# Selected text
Ya filthy animal ;)
I never entered this challenge. I don't know why the fuck not. What made me feel too anxious to. What, would someone be upset by my thoughts somehow? It's a writing app. Just like the rest of the world, the Cheshire Cat said it best.
We're all mad here.
I enjoy how madness is portrayed in movies. I like watching loopy characters. They always feel relatable in a way because I can always feel a bit of my insanity from time to time, thrumming under my skin, desperate to be let go and let loose. Buzzing about under there like a thousand little minibees.
I'm fond of my crazy. By crazy, I guess it isn't truly madness in the way madness is usually seen. Usually? I don't know. I've had my moments that might seem good enough for a psych ward, loony bin (I like this word couple tis weird) or asylum. But like... You know. It's all a matter of hiding it when you want to let it out. Suppression.
Problem with suppression is it may help you stay in people's good books, sure. Keep you out of the so-called trouble and embarrassment I might be so certain will come. And to me, shame feels dangerous, right? Overwhelming. So in that way, you avoid so many bad emotions
Just have to swallow it all up, big as it might be, no chewing allowed. Stuff that massive balloon into a box with the rest and brush it off when one pops and you can't help but hit a little wall or scream into a pillow or break down into smiley tears...

# Set problem
Retype the stretch of the piece on madness and suppression from "Problem with suppression" through "into smiley tears...", word for word.

# Stored records
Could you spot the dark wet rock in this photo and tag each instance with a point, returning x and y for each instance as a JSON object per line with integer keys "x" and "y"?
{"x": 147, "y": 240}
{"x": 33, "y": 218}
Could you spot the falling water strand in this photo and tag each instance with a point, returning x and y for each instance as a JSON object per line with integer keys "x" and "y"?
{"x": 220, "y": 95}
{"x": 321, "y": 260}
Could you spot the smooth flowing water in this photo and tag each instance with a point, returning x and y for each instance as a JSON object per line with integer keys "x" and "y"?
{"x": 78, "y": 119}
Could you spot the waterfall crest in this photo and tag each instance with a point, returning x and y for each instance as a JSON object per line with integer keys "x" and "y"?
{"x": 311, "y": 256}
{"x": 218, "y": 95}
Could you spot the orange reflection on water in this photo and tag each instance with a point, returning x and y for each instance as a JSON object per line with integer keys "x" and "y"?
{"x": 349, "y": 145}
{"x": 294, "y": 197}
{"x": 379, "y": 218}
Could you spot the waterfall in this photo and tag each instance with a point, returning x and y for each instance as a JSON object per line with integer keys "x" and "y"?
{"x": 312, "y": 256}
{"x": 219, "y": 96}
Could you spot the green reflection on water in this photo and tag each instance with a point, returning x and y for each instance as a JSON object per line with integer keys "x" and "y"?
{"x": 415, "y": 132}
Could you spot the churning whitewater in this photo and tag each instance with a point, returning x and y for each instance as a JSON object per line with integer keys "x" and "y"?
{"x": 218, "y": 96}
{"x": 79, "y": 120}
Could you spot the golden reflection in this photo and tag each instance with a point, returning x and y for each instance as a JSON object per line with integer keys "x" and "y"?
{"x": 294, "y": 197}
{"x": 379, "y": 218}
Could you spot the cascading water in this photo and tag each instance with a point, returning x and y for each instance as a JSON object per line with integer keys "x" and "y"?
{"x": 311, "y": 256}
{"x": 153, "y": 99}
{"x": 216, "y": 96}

# Output for this exercise
Problem with suppression is it may help you stay in people's good books, sure. Keep you out of the so-called trouble and embarrassment I might be so certain will come. And to me, shame feels dangerous, right? Overwhelming. So in that way, you avoid so many bad emotions
Just have to swallow it all up, big as it might be, no chewing allowed. Stuff that massive balloon into a box with the rest and brush it off when one pops and you can't help but hit a little wall or scream into a pillow or break down into smiley tears...